Passage to read:
——
Saddam Hussein In US Custody - Implications for Iraq

by Sashanka Sekhar Banerjee


" I am Saddam Hussain, the President of Iraq . I am willing to negotiate " so said a haggard-looking, bearded Karl Marx-like figure dragged out from a ' rat hole ' in Ad Dawr next to a sparse farm house located within 15 kilometres from Tikrit, the home town of the Dictator who ruled Iraq with an iron-hand for 35 years . Not knowing what to reply, a soldier of the US Army who stood in front of him replied in jest " President Bush sends his regards ". Saddam Hussain chose not to pull the trigger of his revolver and decided to give himself up . It saved his precious life but condemned him to live the rest of his life in utter humiliation . Thus ended on December 13, 2003 the freedom of Saddam Hussain, on the run since the fall of Baghdad on April 9, 2003 . Whatever the true circumstances were, this was what we were told on TV and the print media .

Reaction In The USA
In terms of the domestic politics of the US , Saddam's dramatic seizure sent the anti-war Democratic Party's Presidential candidates for the 2004 elections into total confusion and disarray and almost ensured, other things remaining equal, the re-election of President George W Bush for a second term .
Notwithstanding the possible electoral gains for George W Bush, the validity of former Vice President Al Gore's contention remained undiluted . He was quoted as saying while declaring his support for Howard Dean, the Democratic Presidential candidate " Our country has been weakened in its ability to fight the war on terror because of the catastrophic mistake the Bush Administration made in taking us to war in Iraq ". What is more, thanks to his unilateralist convictions,
Bush had failed to comprehend the majority opinion across the world who opposed the War on Iraq . This led to his isolation from the rest of the world, weakening the moral argument of his War on Iraq. Saddam's capture did little to alter Bush's case for war .
Reaction outside the US

The European Union Governments like France and Germany who had opposed the War on Iraq, did not waste much time in rushing to welcome Saddam's arrest by the US, hoping to speed up the transfer of sovereignty to the transitional Iraqi Government and establish conducive conditions for social and economic reconstruction of Iraq . Some would see in this sudden reversal of stand by Paris and Berlin as nothing short of capitulation before Washington in the background of the recently announced Pentagon decision denying countries that opposed the war from bidding for the US funded reconstruction contracts . The new-found goodwill from these EU countries towards the US - whatever be the reasons for shaping it - surely provides an opportunity to the US to begin mending the transatlantic rift!
——
Given request 1: Pull out each row that contains the string "gray", counting only matches with the same capitalization.
The article and the rows were taken from two unrelated sources.

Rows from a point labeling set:
——
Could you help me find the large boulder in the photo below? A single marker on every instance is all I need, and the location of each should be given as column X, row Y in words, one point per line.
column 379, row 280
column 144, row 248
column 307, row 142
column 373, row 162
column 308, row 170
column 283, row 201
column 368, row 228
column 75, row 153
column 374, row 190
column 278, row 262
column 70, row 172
——
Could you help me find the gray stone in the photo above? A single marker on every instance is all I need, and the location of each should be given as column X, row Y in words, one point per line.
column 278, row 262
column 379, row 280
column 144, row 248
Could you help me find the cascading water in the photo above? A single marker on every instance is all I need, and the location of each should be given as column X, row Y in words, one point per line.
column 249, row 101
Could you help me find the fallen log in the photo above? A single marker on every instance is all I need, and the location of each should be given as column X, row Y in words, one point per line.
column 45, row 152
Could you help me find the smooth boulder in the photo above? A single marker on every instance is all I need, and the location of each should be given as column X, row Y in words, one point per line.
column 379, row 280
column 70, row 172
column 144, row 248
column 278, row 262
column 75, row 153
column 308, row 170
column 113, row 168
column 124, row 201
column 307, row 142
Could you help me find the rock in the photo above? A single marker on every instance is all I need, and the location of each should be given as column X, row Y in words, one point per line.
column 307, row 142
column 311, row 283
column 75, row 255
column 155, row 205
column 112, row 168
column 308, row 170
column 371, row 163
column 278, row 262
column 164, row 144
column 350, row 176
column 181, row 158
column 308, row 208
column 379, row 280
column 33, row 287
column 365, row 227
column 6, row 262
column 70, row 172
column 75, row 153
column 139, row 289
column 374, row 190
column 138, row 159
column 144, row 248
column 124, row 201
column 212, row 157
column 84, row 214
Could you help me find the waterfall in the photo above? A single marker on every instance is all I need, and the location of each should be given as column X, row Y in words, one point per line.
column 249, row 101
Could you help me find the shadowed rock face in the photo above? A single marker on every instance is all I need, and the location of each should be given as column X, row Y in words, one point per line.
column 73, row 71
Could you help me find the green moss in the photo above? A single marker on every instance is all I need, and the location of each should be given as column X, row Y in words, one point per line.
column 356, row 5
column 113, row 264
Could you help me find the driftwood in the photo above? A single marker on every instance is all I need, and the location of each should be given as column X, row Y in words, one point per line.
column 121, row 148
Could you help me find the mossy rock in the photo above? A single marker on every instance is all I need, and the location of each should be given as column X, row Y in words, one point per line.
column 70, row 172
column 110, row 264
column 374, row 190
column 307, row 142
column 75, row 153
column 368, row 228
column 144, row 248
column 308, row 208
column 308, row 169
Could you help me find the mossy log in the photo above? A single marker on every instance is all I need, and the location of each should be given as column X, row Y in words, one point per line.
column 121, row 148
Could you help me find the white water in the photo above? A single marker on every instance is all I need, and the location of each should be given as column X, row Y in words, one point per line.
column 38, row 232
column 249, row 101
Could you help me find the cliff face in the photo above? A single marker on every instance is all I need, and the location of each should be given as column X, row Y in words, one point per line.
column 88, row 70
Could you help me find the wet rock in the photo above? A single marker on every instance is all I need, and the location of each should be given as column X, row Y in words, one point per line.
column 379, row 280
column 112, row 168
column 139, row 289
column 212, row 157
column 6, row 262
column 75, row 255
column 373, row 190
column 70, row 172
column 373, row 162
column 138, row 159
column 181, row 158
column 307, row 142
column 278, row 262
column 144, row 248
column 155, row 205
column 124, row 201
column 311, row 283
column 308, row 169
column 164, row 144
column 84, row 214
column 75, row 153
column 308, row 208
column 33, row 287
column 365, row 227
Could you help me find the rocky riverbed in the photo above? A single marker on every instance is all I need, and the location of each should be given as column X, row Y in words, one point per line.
——
Given request 2: Name every person mentioned in the body of the article on Saddam Hussein's capture, leaving out the byline.

Reply 1:
Could you help me find the gray stone in the photo above? A single marker on every instance is all I need, and the location of each should be given as column X, row Y in words, one point per line.

Reply 2:
Saddam Hussein
Karl Marx
George W Bush
Al Gore
Howard Dean